### Excerpt:
'''

Canadian senior living operator Le Groupe Maurice has built a portfolio of high-performing communities geared toward active older adults in Quebec, setting the stage for a much wider expansion in the years ahead.
As of this moment in 2024, the company’s average occupancy lies at about 98%, with waitlists at most of its communities. With that momentum behind it, the Quebec-based senior living – which is backed by real estate investment trust (REIT) Ventas (NYSE: VTR) – is planning to expand beyond its old stomping grounds and into other markets in Canada, according to CEO Alain Champagne.
Though it has not announced any concrete plans to that end, first on the company’s radar screen is the province of Ontario.
“Our ambition is to position LGM as the leading operator in Canada,” Champagne told Senior Housing News. “A lot of my focus, time and attention is on making sure that this expansion is successful.”
Champagne took the reins in 2022, succeeding longtime leader and founder Luc Maurice. He is no stranger to health care, having formerly chaired Canadian drugstore chain Jean Coutu Group and is the former president of healthcare company McKesson’s Canadian arm.
Since joining Le Groupe Maurice two years ago, Champagne and the company’s other leaders have laid the groundwork for a new chapter of growth via ground-up development.
According to Champagne, Le Groupe Maurice is currently finalizing partnerships to secure the financing for its expansion and putting the last pieces in place to scale up its operating platform beyond its current 37-community footprint.
“It’s a breakthrough year for LGM going beyond our current boundaries,” he said.
Inside LGM’s ‘secret sauce’
Le Groupe Maurice has for years outperformed many of its peers in both the U.S. and Canada.
The company has helped drive average occupancy results in Canada to an “all-time high” for landlord and majority owner Ventas in the third quarter of 2024, according to the REIT’s executive vice president of senior housing, Justin Hutchens. The REIT originally purchased an 85% ownership stake in LGM in 2019 for $1.8 billion, and has since made it among its biggest operating partners in Canada.
A typical Le Groupe Maurice community has between 350 and 400 units and is geared toward residents in search of an active lifestyle. The communities usually are equipped with a range of amenities including golf simulators, bocce ball courts, large fitness centers, outdoor gardens and bowling alleys. They are also built with ground-floor space for restaurants, grocery stores, salons and other kinds of businesses.
Communities typically have more than 60 activities for residents per week, and an average of about 40 residents volunteering their time to facilitate them.
“Folks tell me that they’re just too busy to allow for their sons and daughters to come and visit,” Champagne said. “Every time I hear that comment, I chuckle. But it’s very reflective of our culture and what we’re trying to put together.”

'''

### Stored data:

'''

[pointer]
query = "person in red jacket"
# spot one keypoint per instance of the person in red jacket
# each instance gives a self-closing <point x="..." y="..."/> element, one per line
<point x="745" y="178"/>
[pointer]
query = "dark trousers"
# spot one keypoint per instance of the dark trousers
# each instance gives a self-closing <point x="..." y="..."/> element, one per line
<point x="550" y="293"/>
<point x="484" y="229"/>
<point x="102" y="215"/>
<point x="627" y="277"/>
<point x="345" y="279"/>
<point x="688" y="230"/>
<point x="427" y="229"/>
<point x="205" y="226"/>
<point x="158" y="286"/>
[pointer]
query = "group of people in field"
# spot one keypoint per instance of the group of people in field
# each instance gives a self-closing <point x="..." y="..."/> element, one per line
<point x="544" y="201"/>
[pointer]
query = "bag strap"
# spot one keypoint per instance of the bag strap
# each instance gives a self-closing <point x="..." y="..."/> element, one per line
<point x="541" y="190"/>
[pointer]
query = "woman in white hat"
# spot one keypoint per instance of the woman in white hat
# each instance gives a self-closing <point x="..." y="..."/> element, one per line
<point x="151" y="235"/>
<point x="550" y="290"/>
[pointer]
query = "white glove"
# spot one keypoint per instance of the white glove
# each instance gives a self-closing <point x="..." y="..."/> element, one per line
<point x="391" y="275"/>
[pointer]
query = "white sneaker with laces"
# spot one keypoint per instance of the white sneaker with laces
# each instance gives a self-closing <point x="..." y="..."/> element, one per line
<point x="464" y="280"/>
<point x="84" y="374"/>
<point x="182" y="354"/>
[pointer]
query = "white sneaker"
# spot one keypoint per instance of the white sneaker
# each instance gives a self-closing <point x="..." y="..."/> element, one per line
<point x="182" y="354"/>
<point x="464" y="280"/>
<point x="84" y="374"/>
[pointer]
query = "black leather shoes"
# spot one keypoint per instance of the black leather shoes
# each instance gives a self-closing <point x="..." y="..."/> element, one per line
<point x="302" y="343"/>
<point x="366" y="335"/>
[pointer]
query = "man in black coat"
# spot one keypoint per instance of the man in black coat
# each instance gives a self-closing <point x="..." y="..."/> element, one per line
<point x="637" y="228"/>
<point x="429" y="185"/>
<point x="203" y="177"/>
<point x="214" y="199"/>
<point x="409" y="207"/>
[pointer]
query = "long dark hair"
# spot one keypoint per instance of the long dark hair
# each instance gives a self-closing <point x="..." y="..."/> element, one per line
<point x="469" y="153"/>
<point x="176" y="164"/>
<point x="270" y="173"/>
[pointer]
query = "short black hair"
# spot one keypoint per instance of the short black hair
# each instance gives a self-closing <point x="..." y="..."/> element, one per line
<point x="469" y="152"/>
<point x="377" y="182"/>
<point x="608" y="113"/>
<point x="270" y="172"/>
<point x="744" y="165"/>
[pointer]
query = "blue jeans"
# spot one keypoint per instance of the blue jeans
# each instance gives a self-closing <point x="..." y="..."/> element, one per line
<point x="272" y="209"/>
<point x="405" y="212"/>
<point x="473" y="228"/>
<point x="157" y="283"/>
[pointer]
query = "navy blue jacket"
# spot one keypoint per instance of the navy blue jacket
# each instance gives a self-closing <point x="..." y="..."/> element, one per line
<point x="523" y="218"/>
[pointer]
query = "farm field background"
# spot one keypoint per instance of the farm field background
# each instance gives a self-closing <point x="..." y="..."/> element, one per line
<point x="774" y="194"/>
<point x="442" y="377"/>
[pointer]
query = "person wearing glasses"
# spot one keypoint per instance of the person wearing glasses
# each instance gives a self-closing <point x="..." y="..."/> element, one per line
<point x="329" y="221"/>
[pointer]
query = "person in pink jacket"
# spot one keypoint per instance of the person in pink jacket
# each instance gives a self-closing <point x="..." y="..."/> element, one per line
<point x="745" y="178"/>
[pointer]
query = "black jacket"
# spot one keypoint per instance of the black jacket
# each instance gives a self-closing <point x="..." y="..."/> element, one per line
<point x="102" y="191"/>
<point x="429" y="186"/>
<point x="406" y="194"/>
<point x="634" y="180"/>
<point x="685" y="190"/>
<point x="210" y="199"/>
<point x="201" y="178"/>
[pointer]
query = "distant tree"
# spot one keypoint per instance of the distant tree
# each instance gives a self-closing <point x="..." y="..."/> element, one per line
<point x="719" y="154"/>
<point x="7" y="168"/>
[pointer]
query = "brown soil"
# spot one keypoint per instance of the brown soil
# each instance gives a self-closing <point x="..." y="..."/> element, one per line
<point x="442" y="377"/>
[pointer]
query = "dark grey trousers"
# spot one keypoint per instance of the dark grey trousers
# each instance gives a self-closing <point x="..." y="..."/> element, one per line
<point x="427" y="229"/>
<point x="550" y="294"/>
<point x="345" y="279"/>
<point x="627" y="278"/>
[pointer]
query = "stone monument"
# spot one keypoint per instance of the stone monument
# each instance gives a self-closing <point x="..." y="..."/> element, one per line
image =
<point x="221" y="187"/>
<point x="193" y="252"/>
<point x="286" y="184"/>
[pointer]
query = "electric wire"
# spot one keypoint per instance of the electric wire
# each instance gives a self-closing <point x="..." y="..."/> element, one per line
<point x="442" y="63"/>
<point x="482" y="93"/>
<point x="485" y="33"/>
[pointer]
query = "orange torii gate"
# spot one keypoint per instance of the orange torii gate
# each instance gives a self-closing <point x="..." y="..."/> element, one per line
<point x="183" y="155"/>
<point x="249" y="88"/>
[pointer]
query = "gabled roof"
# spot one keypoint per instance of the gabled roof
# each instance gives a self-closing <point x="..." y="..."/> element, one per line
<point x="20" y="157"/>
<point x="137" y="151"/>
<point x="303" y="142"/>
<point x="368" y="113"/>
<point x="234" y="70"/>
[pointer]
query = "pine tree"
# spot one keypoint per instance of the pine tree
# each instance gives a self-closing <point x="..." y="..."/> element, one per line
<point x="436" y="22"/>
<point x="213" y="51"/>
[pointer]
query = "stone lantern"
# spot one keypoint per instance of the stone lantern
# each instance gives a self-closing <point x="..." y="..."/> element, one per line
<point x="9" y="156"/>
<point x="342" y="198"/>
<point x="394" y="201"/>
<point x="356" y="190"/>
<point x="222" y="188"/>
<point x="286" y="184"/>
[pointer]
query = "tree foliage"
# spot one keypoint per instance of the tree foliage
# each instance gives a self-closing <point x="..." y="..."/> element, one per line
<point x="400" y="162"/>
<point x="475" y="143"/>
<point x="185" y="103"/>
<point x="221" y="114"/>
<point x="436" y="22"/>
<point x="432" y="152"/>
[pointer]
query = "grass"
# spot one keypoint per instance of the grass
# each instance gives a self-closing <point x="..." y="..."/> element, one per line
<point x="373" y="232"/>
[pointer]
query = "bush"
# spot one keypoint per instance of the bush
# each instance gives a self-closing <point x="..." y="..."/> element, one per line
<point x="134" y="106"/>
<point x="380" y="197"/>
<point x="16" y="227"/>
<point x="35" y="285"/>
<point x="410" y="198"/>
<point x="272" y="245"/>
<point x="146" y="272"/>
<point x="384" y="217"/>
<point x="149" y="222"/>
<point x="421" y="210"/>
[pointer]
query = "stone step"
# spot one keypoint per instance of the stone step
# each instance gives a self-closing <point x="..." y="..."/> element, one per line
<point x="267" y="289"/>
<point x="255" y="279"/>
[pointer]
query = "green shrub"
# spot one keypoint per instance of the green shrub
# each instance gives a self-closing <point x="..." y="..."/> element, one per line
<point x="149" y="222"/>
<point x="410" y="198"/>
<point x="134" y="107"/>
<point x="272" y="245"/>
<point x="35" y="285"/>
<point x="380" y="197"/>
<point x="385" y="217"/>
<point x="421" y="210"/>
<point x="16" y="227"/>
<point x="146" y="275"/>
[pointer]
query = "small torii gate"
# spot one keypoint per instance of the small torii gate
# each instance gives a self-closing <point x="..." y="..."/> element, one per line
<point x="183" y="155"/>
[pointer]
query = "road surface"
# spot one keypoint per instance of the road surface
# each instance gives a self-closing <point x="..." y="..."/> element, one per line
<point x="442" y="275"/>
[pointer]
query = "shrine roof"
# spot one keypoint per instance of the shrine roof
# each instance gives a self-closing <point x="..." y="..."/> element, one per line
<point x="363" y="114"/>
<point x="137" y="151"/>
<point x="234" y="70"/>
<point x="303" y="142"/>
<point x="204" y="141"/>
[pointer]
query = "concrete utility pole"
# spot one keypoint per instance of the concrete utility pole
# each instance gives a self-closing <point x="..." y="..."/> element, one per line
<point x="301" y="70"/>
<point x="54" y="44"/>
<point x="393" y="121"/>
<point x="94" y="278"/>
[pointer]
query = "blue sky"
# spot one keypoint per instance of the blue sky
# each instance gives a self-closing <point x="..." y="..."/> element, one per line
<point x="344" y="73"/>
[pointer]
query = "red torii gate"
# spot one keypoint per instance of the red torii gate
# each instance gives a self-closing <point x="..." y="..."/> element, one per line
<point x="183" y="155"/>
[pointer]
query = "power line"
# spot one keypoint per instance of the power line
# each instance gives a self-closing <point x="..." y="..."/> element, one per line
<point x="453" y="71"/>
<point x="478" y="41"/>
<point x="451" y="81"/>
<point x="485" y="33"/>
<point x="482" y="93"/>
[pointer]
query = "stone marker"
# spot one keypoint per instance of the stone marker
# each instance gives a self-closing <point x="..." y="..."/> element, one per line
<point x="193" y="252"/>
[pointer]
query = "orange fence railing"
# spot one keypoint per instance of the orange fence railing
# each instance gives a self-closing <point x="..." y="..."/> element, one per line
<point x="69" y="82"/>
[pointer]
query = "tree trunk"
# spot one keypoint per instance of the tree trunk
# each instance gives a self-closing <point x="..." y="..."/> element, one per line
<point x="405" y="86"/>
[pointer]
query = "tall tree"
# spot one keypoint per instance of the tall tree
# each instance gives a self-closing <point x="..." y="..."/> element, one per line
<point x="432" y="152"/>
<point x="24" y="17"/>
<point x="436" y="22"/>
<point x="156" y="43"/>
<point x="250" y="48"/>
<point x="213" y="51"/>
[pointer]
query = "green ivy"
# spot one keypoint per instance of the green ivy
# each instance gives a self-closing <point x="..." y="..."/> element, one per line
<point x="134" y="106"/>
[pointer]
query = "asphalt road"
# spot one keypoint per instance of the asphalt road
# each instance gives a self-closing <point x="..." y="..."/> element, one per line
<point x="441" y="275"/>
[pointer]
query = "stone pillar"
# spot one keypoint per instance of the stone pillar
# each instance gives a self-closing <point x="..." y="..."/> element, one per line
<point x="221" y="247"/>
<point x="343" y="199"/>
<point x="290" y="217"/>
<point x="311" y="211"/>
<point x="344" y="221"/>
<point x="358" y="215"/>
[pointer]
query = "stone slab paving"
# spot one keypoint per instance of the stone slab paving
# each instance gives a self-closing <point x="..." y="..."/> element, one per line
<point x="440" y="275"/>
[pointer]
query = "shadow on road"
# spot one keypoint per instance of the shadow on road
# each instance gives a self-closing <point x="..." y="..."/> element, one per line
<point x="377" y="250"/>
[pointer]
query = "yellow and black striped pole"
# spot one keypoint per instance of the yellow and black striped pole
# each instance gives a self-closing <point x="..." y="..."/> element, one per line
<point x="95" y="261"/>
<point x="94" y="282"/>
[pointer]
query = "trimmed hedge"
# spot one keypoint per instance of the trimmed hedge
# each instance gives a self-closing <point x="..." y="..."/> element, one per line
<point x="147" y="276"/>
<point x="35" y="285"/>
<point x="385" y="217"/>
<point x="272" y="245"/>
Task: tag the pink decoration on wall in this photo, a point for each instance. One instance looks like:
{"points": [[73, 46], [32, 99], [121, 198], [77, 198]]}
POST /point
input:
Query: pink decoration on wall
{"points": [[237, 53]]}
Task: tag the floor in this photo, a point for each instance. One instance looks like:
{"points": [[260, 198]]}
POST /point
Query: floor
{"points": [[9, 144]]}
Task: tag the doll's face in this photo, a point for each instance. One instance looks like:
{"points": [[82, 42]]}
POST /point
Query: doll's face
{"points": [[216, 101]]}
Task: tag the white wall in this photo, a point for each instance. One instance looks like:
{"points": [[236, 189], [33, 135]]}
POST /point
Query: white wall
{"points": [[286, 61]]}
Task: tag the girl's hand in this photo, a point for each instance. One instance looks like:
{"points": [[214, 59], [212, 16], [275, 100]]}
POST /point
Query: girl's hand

'''

### Tasks to perform:
**A.** In the Le Groupe Maurice article, what ownership stake in the company did Ventas buy in 2019?
**B.** Resume the article on Le Groupe Maurice, picking up after its last paragraph.
The records play no part in what comes next.

### Answers to the exercises:
**A.** An 85% stake, purchased for $1.8 billion.

**B.**
Champagne added that lifestyle focus is also reflected in the company’s net promoter score, which currently stands at 59. The score – which is measured on a scale of -100 to 100 – is directly tied to how the company “puts the resident at the center of everything we do,” he said.
At the same time, the operator is able to charge relatively modest rates of about $2,000 per month for independent living and up to about $5,000 for assisted living services.
“Our positioning is very much one of high quality at an affordable price – that hasn’t changed, that will not change,” he said. “Mind you, inflation has put a fair bit of pressure on every player in the industry.”
But the operator’s “secret sauce” does not stem only from its community designs, amenities or rates, Champagne said. Instead, he said the company’s differentiator are its five values: Conviction, leadership, kindness, integrity and collaboration, and how they “come to life through our team’s behavior and their focus on our residents.”
“It’s fairly easy to put together the product … in terms of the quality of buildings. All you need is money, really,” he said. “What’s very hard to replicate is the corporate culture and values.”
Values are sometimes hard to translate from the corporate level into senior living communities. That is why Le Groupe Maurice holds frequent training and check-ins. Values are among the very first topics an employee learns about when being onboarded, and Champagne added that he personally has made 150 community visits since he assumed the CEO role two years ago.
“We take this business of caring for people very seriously, and our employees embrace it,” he said. “We put the resident at the center of everything we do, and we know that the actual financial rewards will flow from that.”
Expansion on tap
Le Groupe Maurice has revised its strategic outlook in the last year, with a focus now on growing beyond Quebec. Through market studies, the company has determined that there is a demand for its lifestyle-oriented senior living model in other parts of Canada, specifically Ontario.
Previously, in 2020, founder Luc Maurice had hinted at the possibility of a U.S. expansion for Le Groupe Maurice. Today, a U.S. expansion is still potentially in the cards, but not for the near- or mid-term future, Champagne said.
“We’re really about local expansion and becoming the leading senior housing operator in Canada,” he explained.
He added that the higher regulatory environment in Canada and a lack of workers has led to smaller operators “dropping like flies.” Add to that the tough landscape for new construction and the prospect of growth becomes even tougher. But Champagne is not daunted, and believes that Le Groupe Maurice is well-positioned to weather current challenges.
“The larger operators like us, through critical mass, can still make it work,” he said.
For now, ground-up development will be the company’s primary avenue of growth, but Champagne said the company may consider acquisitions if the opportunity is right.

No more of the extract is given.